**Objective A:** Copy the passage on changemaking and the new inequality word for word, from "At the same" to "teams of teams.".
**Objective B:** Continue the essay on changemaking and the new inequality from the point where it stops.
***** Extract to read *****
The Historic Moment
Why are income distributions getting worse everywhere — regardless of the nature of the economy or of ideology? Why are there worsening “us versus them” politics spreading across the world? And why do so many people feel pushed to the margins?
We are living in a truly historical turning point as a world that has largely been defined by repetition is replaced by one defined by its opposite, change. The rate of change and the extent of interconnection, each multiplying the other, in the world have been accelerating exponentially for at least 300 years. Globalization and technological innovation connect us in unprecedented ways, lowering barriers and allowing everyone to participate.
At the same time, the demand for repetition work has been falling exponentially since 1700. In the past, value came from efficiency in repetition (think assembly lines and law firms). People learned a skill (e.g., banker or baker) and repeated it for life in a workplace with many walls. All this is dying. These are facts.
Now, value comes from contributing to and adapting to change. In an everything-changing (and thereby causing all around to change) world, one must be a changemaker to play.
However, being a changemaker requires sophisticated skills that are almost the opposite of those required in the disappearing world of repetition. And an everything changing and therefore an “everyone a changemaker” world must everywhere be organized in fluid, open teams of teams.
The New Inequality
Much of the world’s population has learned how to contribute to and adapt to change and how to be effective members of the ever-changing, open teams of teams that are how this new reality is organized. Moreover, they help one another become better changemaking players as the game accelerates — because that is critical both for team success and personal happiness. This portion of humanity is doing very well.
However, the very large other part of society does not have the changemaking skills needed to play in today’s new reality where everything is changing ever faster.
The result: The world is sharply and increasingly divided by a new inequality.
And, unlike other inequalities, this one gets worse every year as change accelerates and those in the game help one another become ever more skilled and confident — while those on the losing side fall further behind faster and faster.
Why are income distributions getting worse everywhere? Because there is a bidding war for those with changemaking skills and disappearing demand for those without. (Anyone who has not mastered changemaking’s complex skills will hurt others and will disrupt teams.)
And that’s why “us versus them” politics is fast spreading across the world. When society tells so many people: “Go away; we don’t need you; it’s your fault; and, by the way, your kids don’t have a future,” we are hurting them in the deepest way possible. And they respond with lasting fury.
A world so divided, a world so profoundly hurtful to so many, is deeply dysfunctional and, worse, unethical.
The New Framework
What are changemaking’s critical skills?
- Cognitive Empathy. This, the foundational skill, which must be mastered in childhood and continuously developed thereafter, requires one’s cerebral cortex and one’s mirror neurons (“I feel your pain”) learning to work together consciously to understand and map the world’s fast morphing kaleidoscope of people and contexts. Without this, one will hurt others and disrupt groups — and therefore be pushed aside. (It is no longer possible to be a good person by diligently following the rules because, as change accelerates, they cover less and less.)
- Sophisticated Teamwork. Essential a new world. Collaborative Teamwork in fluid, open "team-of-teams": where we give small groups the freedom to experiment while driving everyone to share what they learn across the entire organization.
***** Material *****
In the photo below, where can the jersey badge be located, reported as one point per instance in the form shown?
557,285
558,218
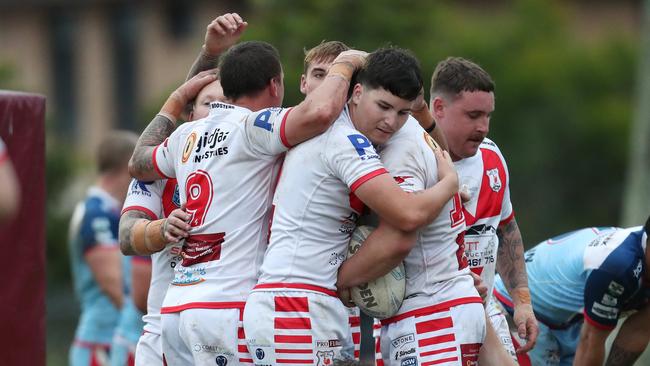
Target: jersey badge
361,143
494,179
615,288
189,146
*****
**Written reply A:**
At the same time, the demand for repetition work has been falling exponentially since 1700. In the past, value came from efficiency in repetition (think assembly lines and law firms). People learned a skill (e.g., banker or baker) and repeated it for life in a workplace with many walls. All this is dying. These are facts.
Now, value comes from contributing to and adapting to change. In an everything-changing (and thereby causing all around to change) world, one must be a changemaker to play.
However, being a changemaker requires sophisticated skills that are almost the opposite of those required in the disappearing world of repetition. And an everything changing and therefore an “everyone a changemaker” world must everywhere be organized in fluid, open teams of teams.

**Written reply B:**
- New Leadership. The old model of telling others what and how to repeat now is both ineffective and a barrier to organizational adaptation to the new game. The new leadership starts with envisioning new opportunities, bringing the right team together, and designing the synaptic architecture needed for the group to work together. That enables all in the teams to contribute on all these levels.
- Changemaking. Before a leader can thus envision/enable/ensure, (s)he must have the abilities to grasp the patterns of change across millions of interconnected actors all in motion; to foresee what these patterns will be in futures coming into the present faster and faster; to spot needs/opportunities for a better world; to imagine how to engineer the best (and fast-evolving) team of teams; and to develop the skills required to convene and continuously empower and keep focused (and refocusing) both individuals and teams.
The world’s most urgent task — and therefore Ashoka’s core strategic focus — then is to help everyone “see” the new reality and grasp how they all can be contributors, and all be powerful, i.e., all be changemakers.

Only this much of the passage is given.